▶ Stored records
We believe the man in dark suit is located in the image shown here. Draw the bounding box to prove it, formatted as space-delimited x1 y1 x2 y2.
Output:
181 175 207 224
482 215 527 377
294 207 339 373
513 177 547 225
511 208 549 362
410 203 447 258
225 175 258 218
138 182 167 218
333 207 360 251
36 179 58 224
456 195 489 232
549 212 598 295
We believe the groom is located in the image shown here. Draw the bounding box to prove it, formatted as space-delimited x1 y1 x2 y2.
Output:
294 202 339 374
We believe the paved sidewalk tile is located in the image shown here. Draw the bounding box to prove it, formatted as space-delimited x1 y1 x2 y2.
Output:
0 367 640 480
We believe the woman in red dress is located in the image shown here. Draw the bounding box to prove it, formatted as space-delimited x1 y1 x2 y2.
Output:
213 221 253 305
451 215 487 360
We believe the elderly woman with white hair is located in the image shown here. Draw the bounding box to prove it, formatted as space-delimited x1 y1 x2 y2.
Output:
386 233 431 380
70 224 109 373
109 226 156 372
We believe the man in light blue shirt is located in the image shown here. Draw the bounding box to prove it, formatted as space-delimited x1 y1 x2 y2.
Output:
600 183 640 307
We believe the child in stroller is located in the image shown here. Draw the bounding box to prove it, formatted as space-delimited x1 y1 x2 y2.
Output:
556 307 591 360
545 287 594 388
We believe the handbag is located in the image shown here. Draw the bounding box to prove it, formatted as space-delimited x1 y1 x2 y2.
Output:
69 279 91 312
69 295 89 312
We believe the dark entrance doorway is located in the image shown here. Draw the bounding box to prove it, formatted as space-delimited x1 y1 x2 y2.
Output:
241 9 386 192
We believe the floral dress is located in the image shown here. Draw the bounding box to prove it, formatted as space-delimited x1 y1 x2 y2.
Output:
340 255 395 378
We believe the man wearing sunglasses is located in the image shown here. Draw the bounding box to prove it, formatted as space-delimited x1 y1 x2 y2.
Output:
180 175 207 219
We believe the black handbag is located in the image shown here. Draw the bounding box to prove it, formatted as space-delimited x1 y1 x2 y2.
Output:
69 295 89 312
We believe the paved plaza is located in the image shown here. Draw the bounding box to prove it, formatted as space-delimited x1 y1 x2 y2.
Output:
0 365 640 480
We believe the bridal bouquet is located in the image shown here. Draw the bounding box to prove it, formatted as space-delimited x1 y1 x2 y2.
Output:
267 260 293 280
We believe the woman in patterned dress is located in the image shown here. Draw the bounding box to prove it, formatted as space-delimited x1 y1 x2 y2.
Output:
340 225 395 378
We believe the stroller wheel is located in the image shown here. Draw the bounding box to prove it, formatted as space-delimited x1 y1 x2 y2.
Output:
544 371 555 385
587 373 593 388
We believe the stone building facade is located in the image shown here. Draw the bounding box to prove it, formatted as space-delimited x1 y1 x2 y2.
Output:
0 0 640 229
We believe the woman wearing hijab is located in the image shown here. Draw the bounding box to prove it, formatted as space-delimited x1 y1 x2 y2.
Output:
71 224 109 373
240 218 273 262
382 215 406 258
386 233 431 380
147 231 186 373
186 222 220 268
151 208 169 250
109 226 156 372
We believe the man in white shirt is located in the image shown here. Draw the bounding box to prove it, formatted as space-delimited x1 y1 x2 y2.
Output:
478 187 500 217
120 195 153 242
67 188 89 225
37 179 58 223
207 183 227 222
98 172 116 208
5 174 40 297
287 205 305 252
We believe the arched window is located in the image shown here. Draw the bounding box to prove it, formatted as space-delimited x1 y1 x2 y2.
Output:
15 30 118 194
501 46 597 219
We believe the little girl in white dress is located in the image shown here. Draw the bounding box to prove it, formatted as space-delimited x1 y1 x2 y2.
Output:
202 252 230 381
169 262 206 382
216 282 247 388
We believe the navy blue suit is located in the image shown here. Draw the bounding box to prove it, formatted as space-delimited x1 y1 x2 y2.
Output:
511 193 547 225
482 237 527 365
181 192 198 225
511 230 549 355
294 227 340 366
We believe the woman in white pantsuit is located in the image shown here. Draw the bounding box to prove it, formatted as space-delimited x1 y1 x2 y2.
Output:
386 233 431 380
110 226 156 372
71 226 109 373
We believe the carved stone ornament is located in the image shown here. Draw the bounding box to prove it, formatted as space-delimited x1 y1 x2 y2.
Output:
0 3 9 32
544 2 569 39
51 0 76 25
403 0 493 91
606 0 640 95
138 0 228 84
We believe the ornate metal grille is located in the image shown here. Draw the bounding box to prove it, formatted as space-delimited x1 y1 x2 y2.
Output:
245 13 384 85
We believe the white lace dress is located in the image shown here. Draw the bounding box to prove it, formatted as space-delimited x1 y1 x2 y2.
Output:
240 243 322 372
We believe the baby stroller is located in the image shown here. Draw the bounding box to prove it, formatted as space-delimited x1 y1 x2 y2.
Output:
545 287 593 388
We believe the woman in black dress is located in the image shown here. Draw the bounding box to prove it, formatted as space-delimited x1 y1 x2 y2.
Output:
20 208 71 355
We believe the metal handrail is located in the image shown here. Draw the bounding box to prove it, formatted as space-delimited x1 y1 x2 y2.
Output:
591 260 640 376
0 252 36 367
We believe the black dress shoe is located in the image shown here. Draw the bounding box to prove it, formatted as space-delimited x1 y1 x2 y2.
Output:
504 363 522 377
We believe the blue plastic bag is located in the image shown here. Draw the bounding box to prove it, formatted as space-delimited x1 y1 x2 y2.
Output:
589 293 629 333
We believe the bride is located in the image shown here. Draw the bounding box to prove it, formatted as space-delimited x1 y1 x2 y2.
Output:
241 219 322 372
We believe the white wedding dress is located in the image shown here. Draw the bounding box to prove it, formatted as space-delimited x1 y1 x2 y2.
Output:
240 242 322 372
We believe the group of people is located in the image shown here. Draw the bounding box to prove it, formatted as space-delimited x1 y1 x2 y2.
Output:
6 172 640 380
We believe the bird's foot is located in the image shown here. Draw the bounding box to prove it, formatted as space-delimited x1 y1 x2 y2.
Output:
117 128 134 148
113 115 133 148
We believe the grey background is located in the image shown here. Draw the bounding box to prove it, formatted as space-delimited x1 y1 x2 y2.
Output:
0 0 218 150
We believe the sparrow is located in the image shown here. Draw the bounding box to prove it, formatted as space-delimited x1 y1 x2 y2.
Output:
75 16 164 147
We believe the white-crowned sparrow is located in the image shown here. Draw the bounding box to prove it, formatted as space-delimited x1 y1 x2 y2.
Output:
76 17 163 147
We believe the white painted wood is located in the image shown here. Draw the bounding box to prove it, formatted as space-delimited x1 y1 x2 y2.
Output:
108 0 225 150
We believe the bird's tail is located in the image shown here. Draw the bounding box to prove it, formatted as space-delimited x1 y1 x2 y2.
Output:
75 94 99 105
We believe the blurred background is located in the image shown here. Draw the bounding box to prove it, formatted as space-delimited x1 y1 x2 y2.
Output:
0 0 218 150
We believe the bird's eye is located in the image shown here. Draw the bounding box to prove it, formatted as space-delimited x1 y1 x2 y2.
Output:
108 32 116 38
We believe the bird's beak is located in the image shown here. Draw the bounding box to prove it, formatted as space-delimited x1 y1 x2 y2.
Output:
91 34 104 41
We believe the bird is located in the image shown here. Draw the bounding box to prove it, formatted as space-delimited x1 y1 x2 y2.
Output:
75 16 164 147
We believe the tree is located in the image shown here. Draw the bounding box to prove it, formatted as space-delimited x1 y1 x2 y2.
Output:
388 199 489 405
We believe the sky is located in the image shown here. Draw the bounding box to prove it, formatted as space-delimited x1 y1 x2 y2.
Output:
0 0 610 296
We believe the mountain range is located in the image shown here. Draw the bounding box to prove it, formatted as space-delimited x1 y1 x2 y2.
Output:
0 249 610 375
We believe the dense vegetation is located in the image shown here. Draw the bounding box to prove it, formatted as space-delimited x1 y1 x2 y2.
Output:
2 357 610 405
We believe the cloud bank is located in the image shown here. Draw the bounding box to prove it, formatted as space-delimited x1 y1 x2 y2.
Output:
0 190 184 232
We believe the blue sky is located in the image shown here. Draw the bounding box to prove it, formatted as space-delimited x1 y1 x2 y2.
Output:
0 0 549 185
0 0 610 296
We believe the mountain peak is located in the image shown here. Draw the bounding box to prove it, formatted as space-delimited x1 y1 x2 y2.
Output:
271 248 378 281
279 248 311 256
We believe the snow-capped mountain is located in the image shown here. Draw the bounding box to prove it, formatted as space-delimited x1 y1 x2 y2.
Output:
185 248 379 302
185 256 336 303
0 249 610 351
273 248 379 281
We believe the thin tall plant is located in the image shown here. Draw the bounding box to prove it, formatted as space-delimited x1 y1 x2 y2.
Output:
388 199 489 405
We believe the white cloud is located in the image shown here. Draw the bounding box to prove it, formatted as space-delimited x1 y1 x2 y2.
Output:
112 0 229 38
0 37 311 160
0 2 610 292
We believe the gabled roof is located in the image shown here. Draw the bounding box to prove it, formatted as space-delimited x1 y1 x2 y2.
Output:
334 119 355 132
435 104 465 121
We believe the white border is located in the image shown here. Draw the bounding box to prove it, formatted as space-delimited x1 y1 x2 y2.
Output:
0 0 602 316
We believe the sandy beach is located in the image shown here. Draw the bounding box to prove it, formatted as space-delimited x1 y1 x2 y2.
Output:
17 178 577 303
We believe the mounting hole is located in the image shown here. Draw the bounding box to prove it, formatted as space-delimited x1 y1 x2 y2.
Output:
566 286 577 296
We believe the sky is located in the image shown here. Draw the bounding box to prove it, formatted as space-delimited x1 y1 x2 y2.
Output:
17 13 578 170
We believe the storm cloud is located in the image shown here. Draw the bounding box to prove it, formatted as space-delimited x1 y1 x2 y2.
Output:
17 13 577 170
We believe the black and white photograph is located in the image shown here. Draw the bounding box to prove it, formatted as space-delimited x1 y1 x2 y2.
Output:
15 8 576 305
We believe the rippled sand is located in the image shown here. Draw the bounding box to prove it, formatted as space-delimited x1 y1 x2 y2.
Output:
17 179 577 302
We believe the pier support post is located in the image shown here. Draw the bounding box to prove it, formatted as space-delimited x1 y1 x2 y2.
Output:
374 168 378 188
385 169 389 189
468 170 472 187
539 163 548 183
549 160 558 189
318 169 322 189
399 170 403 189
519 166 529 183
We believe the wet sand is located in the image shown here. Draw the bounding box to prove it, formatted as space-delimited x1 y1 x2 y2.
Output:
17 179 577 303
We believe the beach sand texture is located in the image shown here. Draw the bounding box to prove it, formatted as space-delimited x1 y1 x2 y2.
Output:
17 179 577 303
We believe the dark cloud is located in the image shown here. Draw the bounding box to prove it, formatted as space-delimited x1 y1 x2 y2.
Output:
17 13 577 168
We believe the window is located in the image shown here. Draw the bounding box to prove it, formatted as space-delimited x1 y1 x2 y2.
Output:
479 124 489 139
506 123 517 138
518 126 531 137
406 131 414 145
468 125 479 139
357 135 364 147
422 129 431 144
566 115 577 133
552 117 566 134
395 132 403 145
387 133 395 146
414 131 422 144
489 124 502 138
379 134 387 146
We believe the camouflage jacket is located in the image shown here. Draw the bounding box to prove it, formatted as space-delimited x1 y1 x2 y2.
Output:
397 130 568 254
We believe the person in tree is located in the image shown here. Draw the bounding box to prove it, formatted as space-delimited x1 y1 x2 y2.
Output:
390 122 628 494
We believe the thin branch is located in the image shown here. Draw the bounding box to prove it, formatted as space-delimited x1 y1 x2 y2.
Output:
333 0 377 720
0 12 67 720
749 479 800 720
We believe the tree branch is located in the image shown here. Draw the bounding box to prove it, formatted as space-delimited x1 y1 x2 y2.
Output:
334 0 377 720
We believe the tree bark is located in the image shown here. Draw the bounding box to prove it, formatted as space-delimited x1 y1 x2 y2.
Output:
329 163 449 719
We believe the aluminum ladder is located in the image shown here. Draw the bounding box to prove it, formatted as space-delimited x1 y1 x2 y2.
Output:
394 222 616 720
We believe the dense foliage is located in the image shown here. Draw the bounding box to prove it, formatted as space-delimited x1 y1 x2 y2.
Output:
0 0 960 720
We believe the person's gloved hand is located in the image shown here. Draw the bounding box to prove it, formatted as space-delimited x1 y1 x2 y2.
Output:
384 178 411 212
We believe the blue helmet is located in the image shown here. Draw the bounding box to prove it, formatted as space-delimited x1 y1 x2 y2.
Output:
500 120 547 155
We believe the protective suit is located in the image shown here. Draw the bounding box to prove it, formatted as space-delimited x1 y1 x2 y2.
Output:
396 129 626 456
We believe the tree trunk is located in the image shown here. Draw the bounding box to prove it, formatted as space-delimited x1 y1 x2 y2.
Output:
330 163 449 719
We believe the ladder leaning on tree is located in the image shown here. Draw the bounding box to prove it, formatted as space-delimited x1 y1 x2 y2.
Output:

▶ WORK TO BE COMPLETED
Convert everything in the records from the line containing "We believe the black and" down to the line containing "17 179 577 302", both included, into a JSON list of strings, one string per line. Leave out blank lines.

▶ EXPECTED ANSWER
[
  "We believe the black and white photograph is located in the image shown here. Draw the bounding box to prove it, formatted as space-delimited x1 y1 x2 y2.",
  "Output:",
  "15 8 576 305",
  "We believe the rippled sand is located in the image shown here. Draw the bounding box to prove it, formatted as space-delimited x1 y1 x2 y2.",
  "Output:",
  "17 179 577 302"
]